====== Provided entries

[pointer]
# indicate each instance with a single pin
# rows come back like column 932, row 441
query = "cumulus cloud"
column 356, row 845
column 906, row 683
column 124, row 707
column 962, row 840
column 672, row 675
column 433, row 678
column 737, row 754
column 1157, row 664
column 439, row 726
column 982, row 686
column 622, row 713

============

What this task involves: Reproduce the rows above with "pin" swapped for "marker", keeping every other character unchanged.

Finished exercise:
[pointer]
# indicate each instance with a single marker
# rows come back like column 932, row 441
query = "cumulus cloud"
column 356, row 845
column 906, row 683
column 124, row 707
column 962, row 840
column 672, row 675
column 433, row 678
column 737, row 754
column 1157, row 664
column 439, row 726
column 982, row 686
column 622, row 713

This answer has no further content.